___ Data rows ___

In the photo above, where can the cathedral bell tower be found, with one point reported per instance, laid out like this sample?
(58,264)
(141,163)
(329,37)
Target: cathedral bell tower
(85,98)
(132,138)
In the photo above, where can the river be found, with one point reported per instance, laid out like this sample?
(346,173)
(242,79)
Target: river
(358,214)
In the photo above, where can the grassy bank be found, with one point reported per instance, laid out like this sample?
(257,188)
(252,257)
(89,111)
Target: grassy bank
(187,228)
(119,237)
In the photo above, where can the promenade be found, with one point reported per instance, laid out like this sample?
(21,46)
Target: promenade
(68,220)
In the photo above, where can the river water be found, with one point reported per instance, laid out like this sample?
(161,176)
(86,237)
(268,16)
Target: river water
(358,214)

___
___ Data rows ___

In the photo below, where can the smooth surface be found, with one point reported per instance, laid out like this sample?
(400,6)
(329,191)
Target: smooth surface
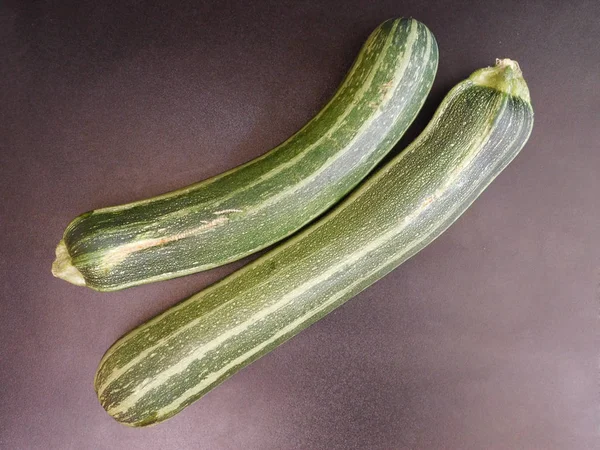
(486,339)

___

> Set problem
How many of the lines above contain the string "Target", matching case exactly? Reply with the number alone.

> Answer for the task
6